╭──
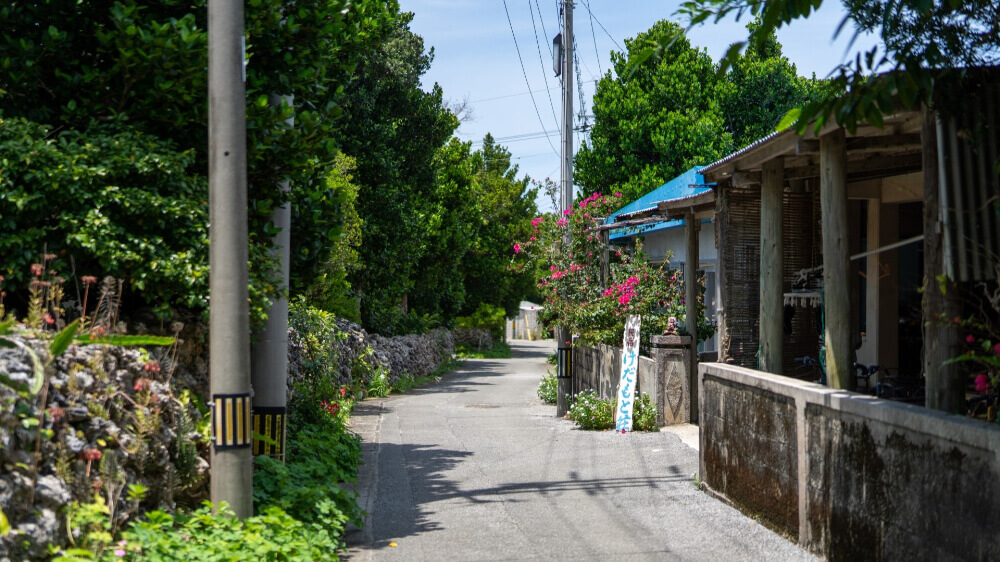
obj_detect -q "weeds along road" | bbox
[348,340,813,561]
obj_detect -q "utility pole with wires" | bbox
[208,0,253,518]
[553,0,573,418]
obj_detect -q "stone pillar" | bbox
[650,335,698,425]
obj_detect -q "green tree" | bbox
[574,21,733,201]
[339,6,458,334]
[676,0,1000,131]
[461,134,538,316]
[721,21,823,149]
[0,0,394,319]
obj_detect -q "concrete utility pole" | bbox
[555,0,573,418]
[208,0,253,518]
[250,95,295,460]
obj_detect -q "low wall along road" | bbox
[699,363,1000,560]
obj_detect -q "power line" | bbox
[503,0,559,155]
[528,0,559,127]
[469,88,559,103]
[583,2,625,53]
[472,129,559,145]
[583,0,604,76]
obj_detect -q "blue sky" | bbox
[400,0,874,207]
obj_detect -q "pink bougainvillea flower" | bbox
[976,373,990,392]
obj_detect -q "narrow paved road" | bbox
[348,341,812,561]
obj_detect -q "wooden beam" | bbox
[795,133,920,156]
[732,172,761,187]
[920,110,966,414]
[758,157,785,374]
[819,129,854,390]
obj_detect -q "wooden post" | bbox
[758,158,785,374]
[920,109,966,414]
[713,187,732,363]
[819,129,853,390]
[684,211,701,421]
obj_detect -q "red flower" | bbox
[77,449,104,461]
[976,373,990,392]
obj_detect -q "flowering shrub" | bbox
[938,269,1000,423]
[538,369,558,404]
[511,193,714,346]
[568,390,660,431]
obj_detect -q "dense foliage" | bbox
[676,0,1000,131]
[574,21,821,203]
[0,0,393,321]
[0,118,208,316]
[574,21,733,203]
[342,14,535,334]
╰──
Which lines of the material above contain the string "wooden"? Pull out each one in full. Matches must have the same uppercase and lowercase letters.

obj_detect -q "wooden beam" | bbox
obj_detect -q "wooden post" | bbox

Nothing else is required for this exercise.